— Problem description —
List every line of the material below that contains the string "shed", copying each line in full. Matching is case-sensitive.

— Input rows —
◆ ◆ ◆ ◆ ◆

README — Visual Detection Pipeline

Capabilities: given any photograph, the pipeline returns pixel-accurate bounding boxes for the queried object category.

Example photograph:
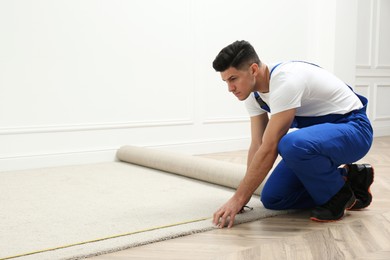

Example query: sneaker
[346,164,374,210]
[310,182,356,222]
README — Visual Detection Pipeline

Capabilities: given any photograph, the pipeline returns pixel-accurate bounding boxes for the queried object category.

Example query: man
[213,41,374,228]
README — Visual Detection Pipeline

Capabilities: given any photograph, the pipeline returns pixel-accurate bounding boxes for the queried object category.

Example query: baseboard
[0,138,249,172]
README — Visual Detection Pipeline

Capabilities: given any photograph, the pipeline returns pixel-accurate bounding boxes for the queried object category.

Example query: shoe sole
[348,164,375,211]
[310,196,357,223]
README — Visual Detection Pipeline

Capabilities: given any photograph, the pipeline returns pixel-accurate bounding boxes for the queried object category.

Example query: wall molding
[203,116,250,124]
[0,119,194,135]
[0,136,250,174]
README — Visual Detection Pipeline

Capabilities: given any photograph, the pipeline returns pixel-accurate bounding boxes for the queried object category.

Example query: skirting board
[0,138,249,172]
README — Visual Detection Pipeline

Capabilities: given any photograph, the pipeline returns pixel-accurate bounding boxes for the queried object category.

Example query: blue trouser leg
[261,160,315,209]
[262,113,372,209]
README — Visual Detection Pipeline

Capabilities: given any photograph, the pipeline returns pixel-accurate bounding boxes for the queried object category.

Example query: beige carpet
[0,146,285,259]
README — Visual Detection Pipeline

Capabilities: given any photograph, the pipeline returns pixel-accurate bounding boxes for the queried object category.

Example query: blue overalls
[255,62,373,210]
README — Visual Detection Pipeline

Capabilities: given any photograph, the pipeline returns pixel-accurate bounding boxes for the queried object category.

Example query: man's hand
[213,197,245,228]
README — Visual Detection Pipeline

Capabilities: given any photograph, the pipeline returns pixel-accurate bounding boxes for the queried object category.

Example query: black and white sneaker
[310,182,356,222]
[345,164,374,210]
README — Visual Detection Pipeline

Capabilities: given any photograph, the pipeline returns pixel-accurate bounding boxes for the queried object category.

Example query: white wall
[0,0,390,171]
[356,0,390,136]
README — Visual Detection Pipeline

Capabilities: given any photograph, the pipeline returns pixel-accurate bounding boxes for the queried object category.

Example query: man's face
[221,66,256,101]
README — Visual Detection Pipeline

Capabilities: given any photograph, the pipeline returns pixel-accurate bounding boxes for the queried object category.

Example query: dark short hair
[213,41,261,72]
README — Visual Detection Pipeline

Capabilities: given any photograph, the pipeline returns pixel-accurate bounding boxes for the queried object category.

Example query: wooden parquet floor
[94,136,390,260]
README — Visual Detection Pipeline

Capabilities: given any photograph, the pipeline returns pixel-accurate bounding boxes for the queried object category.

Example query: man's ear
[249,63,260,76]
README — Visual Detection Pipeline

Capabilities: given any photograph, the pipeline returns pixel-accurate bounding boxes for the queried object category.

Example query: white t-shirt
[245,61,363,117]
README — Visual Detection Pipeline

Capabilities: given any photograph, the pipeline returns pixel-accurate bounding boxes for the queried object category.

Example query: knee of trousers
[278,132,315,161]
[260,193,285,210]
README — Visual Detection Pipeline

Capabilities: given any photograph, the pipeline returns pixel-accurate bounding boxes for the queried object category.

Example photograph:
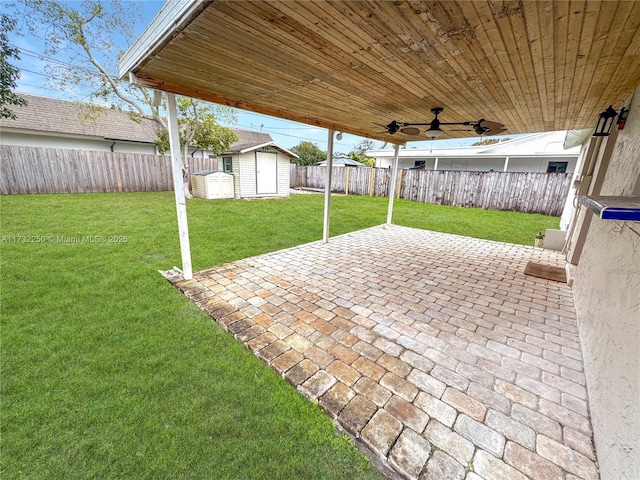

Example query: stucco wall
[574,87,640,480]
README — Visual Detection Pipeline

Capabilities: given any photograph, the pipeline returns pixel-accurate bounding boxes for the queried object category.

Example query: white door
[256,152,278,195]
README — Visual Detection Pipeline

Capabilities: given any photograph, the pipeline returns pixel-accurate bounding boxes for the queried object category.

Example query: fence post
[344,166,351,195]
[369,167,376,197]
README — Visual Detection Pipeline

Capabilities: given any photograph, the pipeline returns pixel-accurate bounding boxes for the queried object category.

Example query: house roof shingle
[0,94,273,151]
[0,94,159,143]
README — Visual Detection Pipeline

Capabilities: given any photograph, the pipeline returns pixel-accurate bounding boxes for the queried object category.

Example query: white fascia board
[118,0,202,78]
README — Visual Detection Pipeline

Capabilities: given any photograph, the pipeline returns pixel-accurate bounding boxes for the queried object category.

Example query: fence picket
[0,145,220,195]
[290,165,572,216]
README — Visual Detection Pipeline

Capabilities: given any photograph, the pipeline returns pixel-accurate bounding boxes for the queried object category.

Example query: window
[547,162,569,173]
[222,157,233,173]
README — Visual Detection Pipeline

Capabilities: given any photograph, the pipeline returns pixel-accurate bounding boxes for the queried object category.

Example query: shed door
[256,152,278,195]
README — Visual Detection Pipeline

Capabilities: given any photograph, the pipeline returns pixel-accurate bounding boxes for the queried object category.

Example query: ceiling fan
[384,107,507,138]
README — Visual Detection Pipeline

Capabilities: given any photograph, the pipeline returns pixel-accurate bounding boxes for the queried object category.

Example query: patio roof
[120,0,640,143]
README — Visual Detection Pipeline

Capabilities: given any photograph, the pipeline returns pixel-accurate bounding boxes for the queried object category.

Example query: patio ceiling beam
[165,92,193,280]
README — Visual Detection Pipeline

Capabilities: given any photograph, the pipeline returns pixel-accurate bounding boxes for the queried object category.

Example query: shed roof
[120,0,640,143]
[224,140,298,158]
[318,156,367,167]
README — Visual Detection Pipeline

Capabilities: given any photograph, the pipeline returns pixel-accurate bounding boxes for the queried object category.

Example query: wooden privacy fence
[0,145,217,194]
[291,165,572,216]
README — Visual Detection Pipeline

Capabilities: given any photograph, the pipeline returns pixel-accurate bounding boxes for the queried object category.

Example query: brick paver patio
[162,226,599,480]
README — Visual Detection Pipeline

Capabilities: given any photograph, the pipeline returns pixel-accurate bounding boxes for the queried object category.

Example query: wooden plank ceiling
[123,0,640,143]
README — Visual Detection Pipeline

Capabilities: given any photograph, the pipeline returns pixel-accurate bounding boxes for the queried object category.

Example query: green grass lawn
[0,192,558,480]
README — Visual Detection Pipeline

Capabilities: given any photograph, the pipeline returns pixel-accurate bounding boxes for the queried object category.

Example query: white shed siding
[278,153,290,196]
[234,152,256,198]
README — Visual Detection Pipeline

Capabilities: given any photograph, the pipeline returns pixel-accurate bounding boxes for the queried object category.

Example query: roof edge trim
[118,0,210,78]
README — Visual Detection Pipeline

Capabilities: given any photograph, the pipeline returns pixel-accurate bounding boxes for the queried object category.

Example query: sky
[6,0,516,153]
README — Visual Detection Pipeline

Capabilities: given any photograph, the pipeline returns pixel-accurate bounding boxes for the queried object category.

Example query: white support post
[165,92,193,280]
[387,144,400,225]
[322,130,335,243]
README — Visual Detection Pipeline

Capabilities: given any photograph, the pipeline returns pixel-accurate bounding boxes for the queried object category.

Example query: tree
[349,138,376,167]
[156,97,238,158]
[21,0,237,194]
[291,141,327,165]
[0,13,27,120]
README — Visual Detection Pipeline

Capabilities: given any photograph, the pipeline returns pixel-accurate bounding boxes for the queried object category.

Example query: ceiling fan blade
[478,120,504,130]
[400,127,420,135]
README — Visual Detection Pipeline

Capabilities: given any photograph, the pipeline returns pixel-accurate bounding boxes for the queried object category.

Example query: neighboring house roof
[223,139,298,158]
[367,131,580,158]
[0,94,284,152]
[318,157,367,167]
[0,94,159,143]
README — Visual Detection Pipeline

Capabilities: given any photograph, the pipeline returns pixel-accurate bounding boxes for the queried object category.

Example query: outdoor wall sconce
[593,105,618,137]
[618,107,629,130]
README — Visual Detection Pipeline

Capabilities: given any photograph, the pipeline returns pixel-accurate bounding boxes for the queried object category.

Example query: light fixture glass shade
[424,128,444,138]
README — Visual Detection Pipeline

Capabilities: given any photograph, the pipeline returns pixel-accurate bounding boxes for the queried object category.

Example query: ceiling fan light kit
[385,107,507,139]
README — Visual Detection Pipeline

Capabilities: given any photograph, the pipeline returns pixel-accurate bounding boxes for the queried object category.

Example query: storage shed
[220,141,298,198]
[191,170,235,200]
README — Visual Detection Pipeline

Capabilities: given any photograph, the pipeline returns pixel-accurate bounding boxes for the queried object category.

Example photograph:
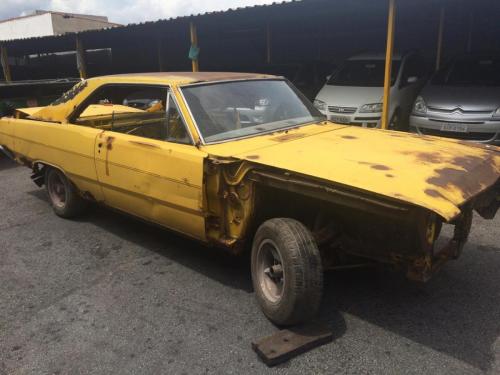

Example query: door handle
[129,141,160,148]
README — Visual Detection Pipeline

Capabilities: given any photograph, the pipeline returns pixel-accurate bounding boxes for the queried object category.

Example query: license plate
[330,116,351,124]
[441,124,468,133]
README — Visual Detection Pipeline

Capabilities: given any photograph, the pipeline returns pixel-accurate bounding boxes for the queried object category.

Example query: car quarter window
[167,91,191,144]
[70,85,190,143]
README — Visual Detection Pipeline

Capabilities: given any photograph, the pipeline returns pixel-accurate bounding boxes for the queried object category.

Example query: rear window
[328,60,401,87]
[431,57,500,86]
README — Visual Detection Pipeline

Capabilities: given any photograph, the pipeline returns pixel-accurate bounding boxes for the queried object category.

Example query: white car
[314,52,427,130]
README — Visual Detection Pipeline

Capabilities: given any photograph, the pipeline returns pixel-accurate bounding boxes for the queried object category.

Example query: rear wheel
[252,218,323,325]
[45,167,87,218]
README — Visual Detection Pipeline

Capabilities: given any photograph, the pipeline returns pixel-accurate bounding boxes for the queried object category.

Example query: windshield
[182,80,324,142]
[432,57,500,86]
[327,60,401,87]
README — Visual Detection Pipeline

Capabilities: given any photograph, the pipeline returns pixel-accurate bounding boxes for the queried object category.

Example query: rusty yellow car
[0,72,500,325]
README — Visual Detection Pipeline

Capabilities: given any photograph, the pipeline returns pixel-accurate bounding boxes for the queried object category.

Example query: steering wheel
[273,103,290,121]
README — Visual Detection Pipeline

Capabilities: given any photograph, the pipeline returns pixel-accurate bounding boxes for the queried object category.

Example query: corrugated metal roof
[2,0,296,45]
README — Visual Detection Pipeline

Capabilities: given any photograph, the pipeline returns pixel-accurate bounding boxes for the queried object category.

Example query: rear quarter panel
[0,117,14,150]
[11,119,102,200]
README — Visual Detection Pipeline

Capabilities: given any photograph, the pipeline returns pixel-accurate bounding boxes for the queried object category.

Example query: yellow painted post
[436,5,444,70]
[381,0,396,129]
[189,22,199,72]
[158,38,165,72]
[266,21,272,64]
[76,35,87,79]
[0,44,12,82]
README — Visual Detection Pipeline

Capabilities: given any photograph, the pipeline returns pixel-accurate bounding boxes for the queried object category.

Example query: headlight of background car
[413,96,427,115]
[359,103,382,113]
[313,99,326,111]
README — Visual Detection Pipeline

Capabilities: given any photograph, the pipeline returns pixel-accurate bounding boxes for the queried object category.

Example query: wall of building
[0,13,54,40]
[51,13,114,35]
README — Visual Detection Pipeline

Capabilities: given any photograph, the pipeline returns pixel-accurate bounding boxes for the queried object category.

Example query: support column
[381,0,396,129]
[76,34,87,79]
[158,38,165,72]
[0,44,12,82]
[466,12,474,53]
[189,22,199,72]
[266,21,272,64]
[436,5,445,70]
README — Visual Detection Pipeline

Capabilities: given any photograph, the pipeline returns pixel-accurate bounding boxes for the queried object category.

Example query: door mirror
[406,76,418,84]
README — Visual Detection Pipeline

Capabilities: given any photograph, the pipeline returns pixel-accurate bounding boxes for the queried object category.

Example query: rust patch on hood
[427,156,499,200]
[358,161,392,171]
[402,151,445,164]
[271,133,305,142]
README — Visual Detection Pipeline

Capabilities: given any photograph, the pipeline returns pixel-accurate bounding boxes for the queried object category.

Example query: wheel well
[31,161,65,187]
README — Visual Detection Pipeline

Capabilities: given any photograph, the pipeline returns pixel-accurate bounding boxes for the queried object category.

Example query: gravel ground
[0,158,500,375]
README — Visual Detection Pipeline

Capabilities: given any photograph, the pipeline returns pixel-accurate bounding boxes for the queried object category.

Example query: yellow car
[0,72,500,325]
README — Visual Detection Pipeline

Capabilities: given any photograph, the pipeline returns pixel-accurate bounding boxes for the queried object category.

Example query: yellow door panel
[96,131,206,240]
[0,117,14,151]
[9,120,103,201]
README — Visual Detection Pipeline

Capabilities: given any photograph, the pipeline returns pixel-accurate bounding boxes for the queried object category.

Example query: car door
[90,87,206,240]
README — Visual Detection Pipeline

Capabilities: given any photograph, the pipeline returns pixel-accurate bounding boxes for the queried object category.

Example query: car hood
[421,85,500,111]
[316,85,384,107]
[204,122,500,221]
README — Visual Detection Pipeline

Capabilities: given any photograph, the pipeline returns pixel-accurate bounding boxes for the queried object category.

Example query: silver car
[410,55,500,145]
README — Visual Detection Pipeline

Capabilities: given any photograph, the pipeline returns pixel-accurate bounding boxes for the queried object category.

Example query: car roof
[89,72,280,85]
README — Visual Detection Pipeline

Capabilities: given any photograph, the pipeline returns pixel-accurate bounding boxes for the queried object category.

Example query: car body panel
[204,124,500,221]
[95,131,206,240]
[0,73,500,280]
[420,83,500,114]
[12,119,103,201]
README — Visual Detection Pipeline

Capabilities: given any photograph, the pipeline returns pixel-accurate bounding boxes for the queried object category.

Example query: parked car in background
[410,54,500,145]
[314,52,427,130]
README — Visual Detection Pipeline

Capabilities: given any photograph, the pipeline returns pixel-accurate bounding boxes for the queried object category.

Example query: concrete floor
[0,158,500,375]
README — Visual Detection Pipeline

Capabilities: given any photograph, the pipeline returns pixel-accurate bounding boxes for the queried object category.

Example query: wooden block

◆ ◆ ◆ ◆ ◆

— Written response —
Example query: shed door
Example query: shed roof
Example query: white shed siding
Example query: storage shed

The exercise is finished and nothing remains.